#### SOURCE RECORDS ####

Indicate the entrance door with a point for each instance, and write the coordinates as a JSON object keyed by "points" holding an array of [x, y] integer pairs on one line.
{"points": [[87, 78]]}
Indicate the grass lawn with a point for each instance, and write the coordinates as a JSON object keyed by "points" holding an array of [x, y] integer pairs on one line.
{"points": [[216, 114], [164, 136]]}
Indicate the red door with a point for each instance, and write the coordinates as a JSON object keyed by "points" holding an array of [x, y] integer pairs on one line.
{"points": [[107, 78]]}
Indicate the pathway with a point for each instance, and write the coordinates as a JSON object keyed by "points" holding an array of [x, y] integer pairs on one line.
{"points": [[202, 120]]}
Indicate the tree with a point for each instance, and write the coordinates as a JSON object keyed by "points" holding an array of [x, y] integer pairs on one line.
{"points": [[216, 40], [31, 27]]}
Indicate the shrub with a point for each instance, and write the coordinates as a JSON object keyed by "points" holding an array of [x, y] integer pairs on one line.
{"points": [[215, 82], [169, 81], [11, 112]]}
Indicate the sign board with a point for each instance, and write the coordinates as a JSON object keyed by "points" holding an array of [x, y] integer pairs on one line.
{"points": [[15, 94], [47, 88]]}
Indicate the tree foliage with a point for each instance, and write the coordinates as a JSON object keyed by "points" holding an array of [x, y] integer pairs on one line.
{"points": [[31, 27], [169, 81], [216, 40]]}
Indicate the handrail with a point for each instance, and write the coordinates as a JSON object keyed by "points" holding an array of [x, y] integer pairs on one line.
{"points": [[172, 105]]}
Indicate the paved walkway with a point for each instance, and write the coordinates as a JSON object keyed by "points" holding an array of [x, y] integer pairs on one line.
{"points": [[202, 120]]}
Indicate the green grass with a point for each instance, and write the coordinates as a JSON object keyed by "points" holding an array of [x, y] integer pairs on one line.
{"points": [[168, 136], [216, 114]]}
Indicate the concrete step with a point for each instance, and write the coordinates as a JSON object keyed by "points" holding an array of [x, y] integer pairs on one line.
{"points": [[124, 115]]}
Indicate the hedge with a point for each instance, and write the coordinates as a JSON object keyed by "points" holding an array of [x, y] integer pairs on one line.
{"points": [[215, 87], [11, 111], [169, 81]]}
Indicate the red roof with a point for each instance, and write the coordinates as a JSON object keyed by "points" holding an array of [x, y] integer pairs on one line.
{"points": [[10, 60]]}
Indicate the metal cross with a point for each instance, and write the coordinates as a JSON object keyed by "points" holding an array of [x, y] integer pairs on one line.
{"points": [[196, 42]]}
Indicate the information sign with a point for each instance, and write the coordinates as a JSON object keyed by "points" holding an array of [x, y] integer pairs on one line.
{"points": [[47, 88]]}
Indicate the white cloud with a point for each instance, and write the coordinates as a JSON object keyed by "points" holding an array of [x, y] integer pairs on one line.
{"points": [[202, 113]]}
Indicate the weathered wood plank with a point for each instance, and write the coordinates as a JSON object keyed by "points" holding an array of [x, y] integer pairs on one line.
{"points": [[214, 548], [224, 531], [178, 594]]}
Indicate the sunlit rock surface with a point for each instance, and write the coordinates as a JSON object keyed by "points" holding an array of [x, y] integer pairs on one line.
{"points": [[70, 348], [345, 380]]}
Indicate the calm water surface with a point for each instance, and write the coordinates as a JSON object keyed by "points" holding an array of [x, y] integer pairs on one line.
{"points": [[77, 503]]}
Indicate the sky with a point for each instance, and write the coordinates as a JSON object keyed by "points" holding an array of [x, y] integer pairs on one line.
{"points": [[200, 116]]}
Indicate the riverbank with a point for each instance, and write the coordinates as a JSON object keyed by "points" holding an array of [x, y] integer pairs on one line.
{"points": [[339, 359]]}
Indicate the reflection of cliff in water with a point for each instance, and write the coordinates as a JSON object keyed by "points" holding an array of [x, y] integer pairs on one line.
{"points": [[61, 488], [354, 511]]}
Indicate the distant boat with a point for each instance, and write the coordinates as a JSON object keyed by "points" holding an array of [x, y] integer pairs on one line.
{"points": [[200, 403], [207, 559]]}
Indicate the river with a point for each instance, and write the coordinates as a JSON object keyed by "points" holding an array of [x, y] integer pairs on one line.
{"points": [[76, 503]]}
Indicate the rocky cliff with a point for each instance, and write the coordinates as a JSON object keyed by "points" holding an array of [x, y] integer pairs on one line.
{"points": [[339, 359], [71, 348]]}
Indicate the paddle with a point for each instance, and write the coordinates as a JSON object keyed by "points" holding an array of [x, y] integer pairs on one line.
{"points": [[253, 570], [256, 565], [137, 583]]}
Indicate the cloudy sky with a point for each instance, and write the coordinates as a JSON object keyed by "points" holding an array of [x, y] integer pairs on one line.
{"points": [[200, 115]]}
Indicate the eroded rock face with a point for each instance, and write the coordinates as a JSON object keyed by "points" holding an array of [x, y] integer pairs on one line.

####

▶ [JOB]: All of the lines above must be returned exactly.

▶ [REPLY TO THE TASK]:
Indicate the entrance door with a point for each instance, and write the coordinates as a JSON object keyed by "points" holding an array of [x, y] integer pairs on one line.
{"points": [[87, 78]]}
Indicate the grass lawn with a point for each instance, and write the coordinates as a JSON object keyed by "points" holding an array of [x, y] integer pairs on one line.
{"points": [[216, 114], [164, 136]]}
Indicate the red door with a point for each instance, and write the coordinates as a JSON object keyed by "points" holding an array of [x, y] integer pairs on one line.
{"points": [[107, 78]]}
Indicate the pathway with a point for each instance, and write the coordinates as a JSON object keyed by "points" holding an array of [x, y] integer pairs on one line.
{"points": [[202, 120]]}
Indicate the tree with a point for each instance, and write the coordinates as a JSON object keyed by "points" holding an array of [x, y] integer pairs on one line.
{"points": [[216, 40], [31, 27]]}
Indicate the shrub with a point for each instance, and write the coordinates as a JSON object keyed by "points" holding an array of [x, y] integer pairs on one line.
{"points": [[215, 82], [169, 81], [11, 112]]}
Indicate the sign board with a point for each instance, and write the coordinates as a JSON object keyed by "points" holding an array of [x, y] integer pairs on one line.
{"points": [[15, 94], [47, 88]]}
Indicate the tree foliage with a point for each instance, and write the coordinates as a JSON object keyed by "points" holding an array of [x, y] integer pairs on one line.
{"points": [[31, 27], [169, 81], [216, 40]]}
Indicate the handrail with a point for each instance, and write the coordinates as a JSON object keyed by "points" holding an array of [x, y] integer pairs on one line.
{"points": [[172, 105]]}
Indicate the paved walkway with a point for each instance, and write the coordinates as a JSON object keyed by "points" holding an array of [x, y] integer pairs on one line.
{"points": [[202, 120]]}
Indicate the green grass with a point for each instance, and write the coordinates as a JSON object keyed by "points" holding an array of [x, y] integer pairs on one line.
{"points": [[168, 136], [216, 114]]}
Indicate the concrete step with a point for each instance, and write the coordinates as a JSON object keyed by "points" holding an array of [x, y] integer pairs on one line.
{"points": [[124, 115]]}
Indicate the hedge with a point for each instance, and write the coordinates as a JSON object keyed by "points" holding an array of [x, y] integer pairs on one line.
{"points": [[215, 87], [11, 111], [169, 81]]}
Indicate the red roof with a point for each instance, and write the coordinates as a JSON object keyed by "points" holding an array of [x, y] integer pairs on one line.
{"points": [[10, 60]]}
Indicate the metal cross with a point for each instance, and write the coordinates as a JSON object keyed by "points" holding an array of [x, y] integer pairs on one line.
{"points": [[196, 42]]}
Indicate the information sign with a point for each instance, and write the coordinates as a JSON object keyed by "points" holding an array of [x, y] integer pairs on one line.
{"points": [[47, 88]]}
Indicate the white cloud with a point for each instance, and write the coordinates as a JSON object keyed by "points" holding an array of [x, y] integer pairs on one line.
{"points": [[202, 113]]}
Indicate the weathered wood plank with a point for each instance, and write the coordinates as a JSON object keyed by "points" holding an array of [x, y] integer pairs on one line.
{"points": [[214, 548], [224, 531], [178, 594]]}
Indicate the sunlit rock surface with a point for each instance, and write the coordinates as a JSON object keyed by "points" holding an array of [x, y] integer pairs on one line.
{"points": [[70, 348], [345, 380]]}
Indicate the calm water surface with a point for each instance, and write the coordinates as a JSON object keyed by "points" holding an array of [x, y] integer pairs on one line.
{"points": [[77, 503]]}
Indicate the sky with a point for each instance, and write the coordinates as a JSON object keyed by "points" holding an array of [x, y] integer pairs on one line.
{"points": [[200, 116]]}
Indicate the riverbank with a point for each instance, and write the coordinates as a JSON object keyed by "points" holding an array of [x, y] integer pairs on one line.
{"points": [[339, 359]]}
Indicate the reflection of cliff in water with a point for each instance, and write the coordinates as a JSON object keyed by "points" holding an array of [x, y] integer pairs on one line.
{"points": [[61, 488], [354, 511]]}
Indicate the distant boat with a point for each instance, and write the coordinates as a JSON object keyed by "points" holding an array of [x, y] integer pairs on one line.
{"points": [[200, 403], [207, 559]]}
Indicate the river with a point for each instance, and write the coordinates as a JSON object keyed by "points" holding an array of [x, y] integer pairs on one line.
{"points": [[76, 503]]}
Indicate the rocky cliff with a point for each instance, and write the coordinates as a JSON object keyed by "points" holding an array of [x, y] integer pairs on one line.
{"points": [[339, 359], [71, 348]]}
Indicate the paddle with a point for each instance, and write the coordinates as a JSON object keyed by "points" holding an array of [x, y] integer pairs on one line.
{"points": [[253, 570], [256, 565], [137, 583]]}
Indicate the cloudy sky with a point for each instance, and write the coordinates as a JSON object keyed by "points" holding an array of [x, y] integer pairs on one line.
{"points": [[200, 115]]}
Indicate the eroded rock face with a point for each instance, and write the coordinates as a JSON object keyed by "points" holding an array of [x, y] integer pairs on one line.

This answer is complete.